[Extracted data entries]

=== Begin Enclosure ===

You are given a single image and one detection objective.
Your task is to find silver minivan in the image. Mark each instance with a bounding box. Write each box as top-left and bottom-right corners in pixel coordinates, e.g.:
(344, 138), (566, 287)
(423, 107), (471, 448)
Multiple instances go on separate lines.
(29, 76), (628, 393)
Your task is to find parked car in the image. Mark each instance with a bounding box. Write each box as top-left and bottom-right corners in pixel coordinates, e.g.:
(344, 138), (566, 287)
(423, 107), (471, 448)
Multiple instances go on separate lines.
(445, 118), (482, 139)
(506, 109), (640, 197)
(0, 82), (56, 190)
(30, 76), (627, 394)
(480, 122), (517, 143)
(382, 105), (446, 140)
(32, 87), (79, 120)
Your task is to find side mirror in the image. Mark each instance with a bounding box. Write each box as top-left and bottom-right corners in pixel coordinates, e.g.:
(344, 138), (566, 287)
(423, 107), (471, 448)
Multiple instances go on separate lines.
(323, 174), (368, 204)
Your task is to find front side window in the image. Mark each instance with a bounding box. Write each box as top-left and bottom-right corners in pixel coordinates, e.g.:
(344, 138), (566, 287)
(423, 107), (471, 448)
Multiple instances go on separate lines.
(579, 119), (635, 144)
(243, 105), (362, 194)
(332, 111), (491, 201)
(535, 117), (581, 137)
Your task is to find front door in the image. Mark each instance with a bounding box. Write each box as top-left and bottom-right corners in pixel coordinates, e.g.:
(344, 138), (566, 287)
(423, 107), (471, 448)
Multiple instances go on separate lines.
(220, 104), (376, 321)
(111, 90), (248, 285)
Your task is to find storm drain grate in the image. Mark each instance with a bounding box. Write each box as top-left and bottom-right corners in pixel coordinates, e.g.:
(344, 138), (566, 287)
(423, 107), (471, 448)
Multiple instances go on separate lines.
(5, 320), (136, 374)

=== End Enclosure ===

# TASK INSTRUCTIONS:
For every line of the records above that holds the word "left", count one, and state the total only.

# REPLY TO THE EXERCISE:
6